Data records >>
******

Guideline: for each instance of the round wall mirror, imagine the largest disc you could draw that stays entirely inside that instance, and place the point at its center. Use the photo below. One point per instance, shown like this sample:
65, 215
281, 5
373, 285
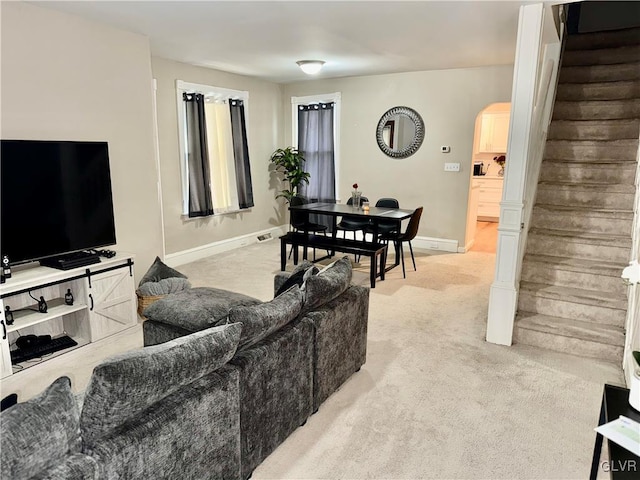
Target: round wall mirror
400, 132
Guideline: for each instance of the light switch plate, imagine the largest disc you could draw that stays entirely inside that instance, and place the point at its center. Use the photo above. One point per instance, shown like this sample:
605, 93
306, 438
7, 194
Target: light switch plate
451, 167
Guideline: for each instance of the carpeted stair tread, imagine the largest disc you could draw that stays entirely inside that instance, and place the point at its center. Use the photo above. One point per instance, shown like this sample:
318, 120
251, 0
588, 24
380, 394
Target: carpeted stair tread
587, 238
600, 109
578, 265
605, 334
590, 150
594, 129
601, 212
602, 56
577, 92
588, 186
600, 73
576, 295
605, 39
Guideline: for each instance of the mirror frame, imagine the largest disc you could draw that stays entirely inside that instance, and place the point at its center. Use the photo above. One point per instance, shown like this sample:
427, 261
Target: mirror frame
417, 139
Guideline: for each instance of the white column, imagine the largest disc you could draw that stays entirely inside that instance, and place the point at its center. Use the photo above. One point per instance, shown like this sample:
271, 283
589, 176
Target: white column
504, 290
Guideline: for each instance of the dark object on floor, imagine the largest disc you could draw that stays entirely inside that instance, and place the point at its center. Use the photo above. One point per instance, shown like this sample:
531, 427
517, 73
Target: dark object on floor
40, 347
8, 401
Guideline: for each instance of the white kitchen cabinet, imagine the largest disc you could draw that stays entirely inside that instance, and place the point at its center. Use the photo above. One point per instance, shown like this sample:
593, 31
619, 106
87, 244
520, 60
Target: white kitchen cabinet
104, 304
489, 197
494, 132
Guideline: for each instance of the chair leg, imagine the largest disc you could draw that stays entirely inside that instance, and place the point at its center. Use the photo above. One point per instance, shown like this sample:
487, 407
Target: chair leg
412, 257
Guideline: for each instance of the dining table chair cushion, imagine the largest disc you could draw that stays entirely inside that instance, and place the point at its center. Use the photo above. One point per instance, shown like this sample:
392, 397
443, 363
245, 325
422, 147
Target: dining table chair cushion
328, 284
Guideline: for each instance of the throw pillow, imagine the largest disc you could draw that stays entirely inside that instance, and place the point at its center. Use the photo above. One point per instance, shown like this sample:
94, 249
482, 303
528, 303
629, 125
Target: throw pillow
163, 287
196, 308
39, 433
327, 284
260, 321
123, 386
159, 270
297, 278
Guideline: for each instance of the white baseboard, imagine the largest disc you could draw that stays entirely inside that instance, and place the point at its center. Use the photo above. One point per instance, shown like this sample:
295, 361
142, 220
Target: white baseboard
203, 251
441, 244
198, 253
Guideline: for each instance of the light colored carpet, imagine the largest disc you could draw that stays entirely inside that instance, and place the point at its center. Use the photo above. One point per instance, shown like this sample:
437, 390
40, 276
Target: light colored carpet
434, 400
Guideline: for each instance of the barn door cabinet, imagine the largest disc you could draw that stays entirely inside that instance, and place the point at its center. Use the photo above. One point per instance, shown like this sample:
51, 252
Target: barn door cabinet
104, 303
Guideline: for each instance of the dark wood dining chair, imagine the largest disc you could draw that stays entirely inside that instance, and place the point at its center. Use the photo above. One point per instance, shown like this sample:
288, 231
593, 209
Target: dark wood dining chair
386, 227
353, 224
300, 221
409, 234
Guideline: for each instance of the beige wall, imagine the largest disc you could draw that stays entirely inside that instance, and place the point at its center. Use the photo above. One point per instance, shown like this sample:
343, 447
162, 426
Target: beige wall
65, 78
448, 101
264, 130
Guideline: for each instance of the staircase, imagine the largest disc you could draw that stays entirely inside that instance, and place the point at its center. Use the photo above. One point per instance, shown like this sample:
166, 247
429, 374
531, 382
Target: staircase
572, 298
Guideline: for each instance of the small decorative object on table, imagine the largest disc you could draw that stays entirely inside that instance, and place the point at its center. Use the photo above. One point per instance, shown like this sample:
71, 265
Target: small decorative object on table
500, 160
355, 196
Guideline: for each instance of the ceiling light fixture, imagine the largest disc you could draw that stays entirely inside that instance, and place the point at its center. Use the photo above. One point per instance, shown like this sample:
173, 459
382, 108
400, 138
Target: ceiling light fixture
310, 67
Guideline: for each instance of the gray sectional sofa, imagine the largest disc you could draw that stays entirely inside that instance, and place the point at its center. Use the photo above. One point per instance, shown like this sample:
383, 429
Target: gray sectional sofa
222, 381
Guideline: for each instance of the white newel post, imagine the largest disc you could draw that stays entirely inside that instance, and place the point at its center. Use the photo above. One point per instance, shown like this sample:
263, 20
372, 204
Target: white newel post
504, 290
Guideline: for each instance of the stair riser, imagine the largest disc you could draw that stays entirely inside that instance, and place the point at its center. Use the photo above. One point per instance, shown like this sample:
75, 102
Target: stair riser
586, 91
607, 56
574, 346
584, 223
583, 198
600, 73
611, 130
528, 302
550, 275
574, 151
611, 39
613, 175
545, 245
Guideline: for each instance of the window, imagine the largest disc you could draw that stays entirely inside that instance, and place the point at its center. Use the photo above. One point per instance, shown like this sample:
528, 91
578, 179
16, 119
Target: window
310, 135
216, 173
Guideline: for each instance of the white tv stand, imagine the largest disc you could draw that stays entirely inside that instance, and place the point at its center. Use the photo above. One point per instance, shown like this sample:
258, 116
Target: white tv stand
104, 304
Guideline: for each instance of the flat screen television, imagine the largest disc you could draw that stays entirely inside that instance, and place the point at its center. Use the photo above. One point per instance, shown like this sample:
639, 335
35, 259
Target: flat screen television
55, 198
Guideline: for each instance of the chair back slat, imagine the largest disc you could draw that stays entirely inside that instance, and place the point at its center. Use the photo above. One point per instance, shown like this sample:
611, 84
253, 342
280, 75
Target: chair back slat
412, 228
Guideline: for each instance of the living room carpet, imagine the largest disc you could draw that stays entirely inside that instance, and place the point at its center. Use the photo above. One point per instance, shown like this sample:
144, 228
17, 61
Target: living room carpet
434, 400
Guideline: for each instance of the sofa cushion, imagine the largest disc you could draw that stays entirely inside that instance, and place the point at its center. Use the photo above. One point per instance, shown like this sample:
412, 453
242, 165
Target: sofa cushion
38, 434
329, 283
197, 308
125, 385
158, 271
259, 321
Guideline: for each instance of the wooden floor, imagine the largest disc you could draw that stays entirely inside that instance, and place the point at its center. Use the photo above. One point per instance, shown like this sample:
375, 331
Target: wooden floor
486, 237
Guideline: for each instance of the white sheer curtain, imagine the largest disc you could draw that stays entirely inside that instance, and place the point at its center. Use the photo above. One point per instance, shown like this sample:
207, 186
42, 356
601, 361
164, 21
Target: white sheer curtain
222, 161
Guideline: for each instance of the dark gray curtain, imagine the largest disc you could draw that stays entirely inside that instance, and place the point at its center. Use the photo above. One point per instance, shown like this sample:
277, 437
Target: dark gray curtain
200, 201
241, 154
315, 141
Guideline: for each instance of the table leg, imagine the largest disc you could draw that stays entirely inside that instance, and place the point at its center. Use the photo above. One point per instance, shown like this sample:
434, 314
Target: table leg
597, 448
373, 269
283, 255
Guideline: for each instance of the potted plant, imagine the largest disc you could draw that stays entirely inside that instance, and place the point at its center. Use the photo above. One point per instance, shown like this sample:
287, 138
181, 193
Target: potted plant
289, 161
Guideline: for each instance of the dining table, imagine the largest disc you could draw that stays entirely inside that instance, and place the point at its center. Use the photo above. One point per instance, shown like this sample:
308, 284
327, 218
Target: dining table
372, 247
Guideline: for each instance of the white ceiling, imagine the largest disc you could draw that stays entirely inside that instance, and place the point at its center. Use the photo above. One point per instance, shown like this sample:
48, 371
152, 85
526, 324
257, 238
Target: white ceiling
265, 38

******

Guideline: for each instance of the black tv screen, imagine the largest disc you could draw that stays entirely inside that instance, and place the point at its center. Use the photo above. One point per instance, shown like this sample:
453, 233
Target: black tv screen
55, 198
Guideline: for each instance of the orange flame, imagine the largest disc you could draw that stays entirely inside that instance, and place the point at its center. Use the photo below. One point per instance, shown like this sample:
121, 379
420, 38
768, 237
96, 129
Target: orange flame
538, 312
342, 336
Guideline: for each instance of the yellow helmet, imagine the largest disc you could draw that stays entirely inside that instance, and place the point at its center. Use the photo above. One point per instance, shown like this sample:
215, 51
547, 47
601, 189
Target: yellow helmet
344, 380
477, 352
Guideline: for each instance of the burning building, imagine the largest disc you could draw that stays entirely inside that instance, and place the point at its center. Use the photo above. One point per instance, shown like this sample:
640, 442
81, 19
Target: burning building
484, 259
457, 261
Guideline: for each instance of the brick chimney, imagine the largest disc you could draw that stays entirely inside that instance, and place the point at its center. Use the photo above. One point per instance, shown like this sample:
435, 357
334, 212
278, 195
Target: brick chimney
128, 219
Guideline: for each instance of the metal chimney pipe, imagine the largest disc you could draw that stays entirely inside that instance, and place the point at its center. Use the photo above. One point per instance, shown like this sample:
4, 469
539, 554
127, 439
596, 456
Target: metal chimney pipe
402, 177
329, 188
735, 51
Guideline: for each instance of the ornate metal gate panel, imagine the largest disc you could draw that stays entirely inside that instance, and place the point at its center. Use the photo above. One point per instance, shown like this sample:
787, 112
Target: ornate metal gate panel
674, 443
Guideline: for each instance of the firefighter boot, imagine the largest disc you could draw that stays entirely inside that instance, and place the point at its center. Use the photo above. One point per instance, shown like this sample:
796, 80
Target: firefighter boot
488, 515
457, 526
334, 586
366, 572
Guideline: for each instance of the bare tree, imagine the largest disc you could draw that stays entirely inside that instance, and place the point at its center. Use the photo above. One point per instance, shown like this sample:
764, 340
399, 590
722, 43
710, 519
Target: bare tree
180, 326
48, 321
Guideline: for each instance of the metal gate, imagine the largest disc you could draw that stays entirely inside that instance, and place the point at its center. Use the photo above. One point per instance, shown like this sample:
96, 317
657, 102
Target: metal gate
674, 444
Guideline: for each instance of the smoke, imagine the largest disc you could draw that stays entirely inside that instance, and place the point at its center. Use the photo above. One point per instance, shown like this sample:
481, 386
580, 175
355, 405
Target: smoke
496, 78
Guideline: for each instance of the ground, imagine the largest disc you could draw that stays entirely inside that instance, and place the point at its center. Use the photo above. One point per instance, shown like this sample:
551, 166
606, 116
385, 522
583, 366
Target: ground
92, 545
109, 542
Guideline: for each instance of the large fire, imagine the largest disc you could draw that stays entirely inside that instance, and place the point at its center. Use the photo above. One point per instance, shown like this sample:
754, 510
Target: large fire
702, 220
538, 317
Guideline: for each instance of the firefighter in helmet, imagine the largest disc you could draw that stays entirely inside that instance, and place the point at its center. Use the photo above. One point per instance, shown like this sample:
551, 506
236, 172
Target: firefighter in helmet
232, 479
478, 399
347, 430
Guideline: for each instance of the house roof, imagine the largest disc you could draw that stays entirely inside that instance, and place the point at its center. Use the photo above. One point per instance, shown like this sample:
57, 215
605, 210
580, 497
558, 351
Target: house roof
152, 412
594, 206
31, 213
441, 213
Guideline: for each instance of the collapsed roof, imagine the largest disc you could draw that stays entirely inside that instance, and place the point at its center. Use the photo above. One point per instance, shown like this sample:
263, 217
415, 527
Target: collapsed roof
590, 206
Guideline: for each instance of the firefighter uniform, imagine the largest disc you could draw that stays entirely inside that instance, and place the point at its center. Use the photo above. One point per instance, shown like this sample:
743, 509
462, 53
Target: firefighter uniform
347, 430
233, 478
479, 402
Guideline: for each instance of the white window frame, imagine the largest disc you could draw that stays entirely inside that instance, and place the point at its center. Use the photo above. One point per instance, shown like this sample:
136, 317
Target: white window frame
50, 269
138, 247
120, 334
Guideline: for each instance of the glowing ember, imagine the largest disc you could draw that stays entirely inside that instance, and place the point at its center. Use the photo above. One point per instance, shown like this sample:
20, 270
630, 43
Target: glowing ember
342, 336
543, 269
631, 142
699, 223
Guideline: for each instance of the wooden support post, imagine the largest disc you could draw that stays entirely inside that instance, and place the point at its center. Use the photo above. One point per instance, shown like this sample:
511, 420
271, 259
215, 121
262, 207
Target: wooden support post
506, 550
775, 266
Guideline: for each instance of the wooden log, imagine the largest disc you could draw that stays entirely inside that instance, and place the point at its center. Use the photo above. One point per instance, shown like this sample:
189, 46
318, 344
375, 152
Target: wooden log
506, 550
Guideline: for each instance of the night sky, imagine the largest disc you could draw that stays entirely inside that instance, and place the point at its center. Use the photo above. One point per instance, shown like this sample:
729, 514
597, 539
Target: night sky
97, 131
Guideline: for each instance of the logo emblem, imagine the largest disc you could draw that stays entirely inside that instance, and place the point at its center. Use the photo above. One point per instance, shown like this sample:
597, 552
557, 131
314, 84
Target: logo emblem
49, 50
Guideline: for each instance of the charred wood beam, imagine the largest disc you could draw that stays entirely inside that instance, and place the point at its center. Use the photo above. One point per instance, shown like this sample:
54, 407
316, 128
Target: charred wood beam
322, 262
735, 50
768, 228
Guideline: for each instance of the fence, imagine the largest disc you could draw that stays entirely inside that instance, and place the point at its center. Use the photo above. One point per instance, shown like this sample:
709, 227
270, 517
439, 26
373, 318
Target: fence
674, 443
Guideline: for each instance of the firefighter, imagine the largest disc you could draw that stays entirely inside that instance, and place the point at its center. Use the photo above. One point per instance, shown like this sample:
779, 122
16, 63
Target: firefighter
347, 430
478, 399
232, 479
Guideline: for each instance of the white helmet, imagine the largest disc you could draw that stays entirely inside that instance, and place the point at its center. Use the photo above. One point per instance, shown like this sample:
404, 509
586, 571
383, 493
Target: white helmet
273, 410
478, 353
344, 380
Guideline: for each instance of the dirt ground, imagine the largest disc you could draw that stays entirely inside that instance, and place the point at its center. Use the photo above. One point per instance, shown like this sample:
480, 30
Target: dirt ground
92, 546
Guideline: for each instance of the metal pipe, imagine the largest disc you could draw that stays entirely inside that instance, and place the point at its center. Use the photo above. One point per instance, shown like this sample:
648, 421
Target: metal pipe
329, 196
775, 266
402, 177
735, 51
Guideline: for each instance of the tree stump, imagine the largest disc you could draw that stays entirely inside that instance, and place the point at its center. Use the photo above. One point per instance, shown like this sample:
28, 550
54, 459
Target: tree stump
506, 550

******

What this task involves >> Show the lines where the word "below" appears in the entries.

Answer to this exercise >>
Guideline: for each instance of the round wall mirror, imagine the largest disc you could draw that stays entirely inside that instance, and place the point at its center. Use the photo below. One point per instance, shown like this sample:
Guideline: for each instance of the orange flame, imagine the largest disc you could draw that stays entirely inside that instance, and place the point at its center. Use the photo below. One point per instance, shown like this sample:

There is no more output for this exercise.